## Brief
Skip every line before the one containing "[indicate] the gray cap", then copy that line and the rest of the entries below exactly, through the last line.

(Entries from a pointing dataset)
============================================================

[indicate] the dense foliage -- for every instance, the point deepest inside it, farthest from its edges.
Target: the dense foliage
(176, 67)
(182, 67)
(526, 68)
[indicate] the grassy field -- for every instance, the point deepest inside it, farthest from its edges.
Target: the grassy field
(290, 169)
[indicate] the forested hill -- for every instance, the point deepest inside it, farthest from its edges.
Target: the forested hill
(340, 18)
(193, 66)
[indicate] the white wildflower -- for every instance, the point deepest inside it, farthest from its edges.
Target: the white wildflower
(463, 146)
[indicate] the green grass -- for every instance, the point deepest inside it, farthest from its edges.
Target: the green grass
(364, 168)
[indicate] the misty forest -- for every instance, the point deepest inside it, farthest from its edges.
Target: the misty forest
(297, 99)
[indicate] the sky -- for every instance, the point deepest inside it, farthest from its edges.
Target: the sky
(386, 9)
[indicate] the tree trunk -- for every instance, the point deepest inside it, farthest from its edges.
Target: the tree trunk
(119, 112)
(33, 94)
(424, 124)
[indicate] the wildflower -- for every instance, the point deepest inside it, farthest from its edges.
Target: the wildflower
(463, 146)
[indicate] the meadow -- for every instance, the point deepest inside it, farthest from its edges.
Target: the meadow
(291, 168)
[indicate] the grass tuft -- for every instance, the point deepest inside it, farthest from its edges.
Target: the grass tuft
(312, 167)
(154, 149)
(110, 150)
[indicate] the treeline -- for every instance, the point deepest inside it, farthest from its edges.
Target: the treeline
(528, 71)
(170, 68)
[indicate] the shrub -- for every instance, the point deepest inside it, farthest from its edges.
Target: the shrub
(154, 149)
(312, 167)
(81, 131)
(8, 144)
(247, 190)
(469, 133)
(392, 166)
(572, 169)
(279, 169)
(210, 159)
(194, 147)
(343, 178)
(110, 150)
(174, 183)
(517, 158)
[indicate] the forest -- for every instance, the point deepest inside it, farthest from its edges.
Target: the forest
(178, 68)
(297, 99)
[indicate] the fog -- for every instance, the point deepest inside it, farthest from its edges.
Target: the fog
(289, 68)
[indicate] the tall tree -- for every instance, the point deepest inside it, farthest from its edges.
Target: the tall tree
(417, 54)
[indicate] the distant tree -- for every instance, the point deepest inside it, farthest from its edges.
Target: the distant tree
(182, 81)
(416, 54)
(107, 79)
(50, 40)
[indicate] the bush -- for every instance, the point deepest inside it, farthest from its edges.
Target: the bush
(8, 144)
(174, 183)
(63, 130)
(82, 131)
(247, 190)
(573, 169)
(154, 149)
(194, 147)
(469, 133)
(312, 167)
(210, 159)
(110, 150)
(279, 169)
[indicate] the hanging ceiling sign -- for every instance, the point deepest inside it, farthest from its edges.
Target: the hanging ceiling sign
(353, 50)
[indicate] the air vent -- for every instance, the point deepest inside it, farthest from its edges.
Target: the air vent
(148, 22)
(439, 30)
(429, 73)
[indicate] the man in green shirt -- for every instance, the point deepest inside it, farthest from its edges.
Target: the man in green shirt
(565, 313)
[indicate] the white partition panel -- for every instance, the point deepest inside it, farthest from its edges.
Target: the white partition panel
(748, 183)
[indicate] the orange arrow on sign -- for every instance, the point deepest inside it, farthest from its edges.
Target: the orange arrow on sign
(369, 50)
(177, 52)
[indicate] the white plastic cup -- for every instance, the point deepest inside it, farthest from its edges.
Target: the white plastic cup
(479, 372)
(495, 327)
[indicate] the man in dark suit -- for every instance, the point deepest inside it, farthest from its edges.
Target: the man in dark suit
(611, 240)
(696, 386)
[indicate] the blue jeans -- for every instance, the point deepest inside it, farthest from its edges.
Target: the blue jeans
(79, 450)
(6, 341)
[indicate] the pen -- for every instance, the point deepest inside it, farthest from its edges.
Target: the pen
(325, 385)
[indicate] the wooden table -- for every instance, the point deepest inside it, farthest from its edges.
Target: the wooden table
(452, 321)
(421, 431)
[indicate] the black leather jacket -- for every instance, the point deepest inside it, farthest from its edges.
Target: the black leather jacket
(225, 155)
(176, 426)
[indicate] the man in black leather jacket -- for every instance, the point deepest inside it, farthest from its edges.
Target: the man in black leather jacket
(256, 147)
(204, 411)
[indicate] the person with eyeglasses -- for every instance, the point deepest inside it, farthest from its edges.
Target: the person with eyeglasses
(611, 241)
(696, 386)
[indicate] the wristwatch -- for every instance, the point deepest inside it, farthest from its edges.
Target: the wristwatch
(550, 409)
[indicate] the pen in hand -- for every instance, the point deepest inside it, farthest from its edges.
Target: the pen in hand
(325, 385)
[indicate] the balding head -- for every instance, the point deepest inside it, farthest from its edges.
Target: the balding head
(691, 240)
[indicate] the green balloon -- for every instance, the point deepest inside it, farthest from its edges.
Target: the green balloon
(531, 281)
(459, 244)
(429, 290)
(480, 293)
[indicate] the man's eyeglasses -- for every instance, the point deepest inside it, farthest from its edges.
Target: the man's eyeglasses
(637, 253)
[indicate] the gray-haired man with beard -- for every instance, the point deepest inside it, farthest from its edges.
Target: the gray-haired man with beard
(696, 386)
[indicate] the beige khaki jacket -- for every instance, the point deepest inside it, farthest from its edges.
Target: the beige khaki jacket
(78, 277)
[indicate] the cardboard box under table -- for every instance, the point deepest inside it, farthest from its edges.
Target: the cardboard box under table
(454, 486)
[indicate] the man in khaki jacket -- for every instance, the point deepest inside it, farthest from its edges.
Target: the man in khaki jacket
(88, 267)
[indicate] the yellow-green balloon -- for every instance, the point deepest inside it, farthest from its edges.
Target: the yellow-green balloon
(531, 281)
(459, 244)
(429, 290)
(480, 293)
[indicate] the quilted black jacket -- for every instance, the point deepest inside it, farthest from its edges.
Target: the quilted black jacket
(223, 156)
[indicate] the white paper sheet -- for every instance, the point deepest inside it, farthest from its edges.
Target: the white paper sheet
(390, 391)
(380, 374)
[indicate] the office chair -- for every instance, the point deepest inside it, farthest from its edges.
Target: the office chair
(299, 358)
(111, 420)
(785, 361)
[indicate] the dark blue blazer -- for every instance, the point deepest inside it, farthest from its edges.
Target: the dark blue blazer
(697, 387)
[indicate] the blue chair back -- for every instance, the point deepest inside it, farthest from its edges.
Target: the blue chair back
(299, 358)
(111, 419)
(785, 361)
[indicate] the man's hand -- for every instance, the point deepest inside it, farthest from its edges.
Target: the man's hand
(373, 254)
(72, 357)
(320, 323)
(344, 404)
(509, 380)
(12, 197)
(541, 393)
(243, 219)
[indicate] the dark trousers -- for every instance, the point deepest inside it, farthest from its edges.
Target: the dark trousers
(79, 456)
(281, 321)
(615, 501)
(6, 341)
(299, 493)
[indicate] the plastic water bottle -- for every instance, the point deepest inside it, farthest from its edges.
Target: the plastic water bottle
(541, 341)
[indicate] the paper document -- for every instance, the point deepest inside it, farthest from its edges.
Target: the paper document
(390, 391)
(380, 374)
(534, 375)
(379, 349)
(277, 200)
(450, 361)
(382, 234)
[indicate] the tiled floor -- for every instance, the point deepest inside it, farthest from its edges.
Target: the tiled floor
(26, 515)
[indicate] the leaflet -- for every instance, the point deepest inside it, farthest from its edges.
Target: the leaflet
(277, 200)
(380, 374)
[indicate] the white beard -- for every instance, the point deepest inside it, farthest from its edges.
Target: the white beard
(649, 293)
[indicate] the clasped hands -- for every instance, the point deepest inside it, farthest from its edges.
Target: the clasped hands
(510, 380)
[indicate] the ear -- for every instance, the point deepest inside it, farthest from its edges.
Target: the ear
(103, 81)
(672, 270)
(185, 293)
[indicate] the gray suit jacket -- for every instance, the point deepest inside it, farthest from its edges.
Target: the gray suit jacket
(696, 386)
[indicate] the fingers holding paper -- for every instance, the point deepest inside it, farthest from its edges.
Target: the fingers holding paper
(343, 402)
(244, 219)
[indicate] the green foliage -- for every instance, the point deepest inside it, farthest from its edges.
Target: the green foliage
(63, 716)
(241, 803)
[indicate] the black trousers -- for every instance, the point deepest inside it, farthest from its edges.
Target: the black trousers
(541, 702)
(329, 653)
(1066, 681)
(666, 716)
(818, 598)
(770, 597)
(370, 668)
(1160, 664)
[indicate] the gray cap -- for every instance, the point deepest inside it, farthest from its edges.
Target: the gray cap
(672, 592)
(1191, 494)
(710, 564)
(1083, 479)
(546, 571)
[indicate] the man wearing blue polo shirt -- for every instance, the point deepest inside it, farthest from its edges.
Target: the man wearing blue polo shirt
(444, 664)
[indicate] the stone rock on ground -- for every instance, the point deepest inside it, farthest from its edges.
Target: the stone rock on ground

============================================================

## Reply
[indicate] the gray cap -- for every instance, the point deepest inside it, farthest from its edges.
Target: the gray cap
(672, 592)
(1191, 494)
(710, 564)
(1083, 479)
(546, 571)
[indicate] the man wearing blue polo shirt -- for every instance, the point deepest inside it, farthest from its edges.
Target: the man wearing blue polo shirt
(444, 664)
[indicate] the stone rock on ground -- for every instance, the point deepest inside it, farthest from its edges.
Target: the stone rock on ground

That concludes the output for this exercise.